> Task brief
The records that follow must be reproduced in full, with every picture excluded.

> Material shown
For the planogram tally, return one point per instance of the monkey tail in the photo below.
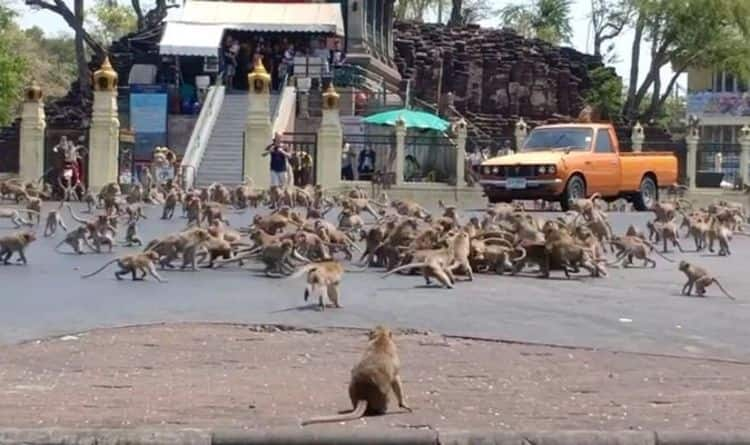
(723, 290)
(404, 267)
(356, 413)
(100, 269)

> Your response
For the planogram tally, return one point per instance of the monkey tail in the photo below.
(723, 290)
(404, 267)
(356, 413)
(100, 269)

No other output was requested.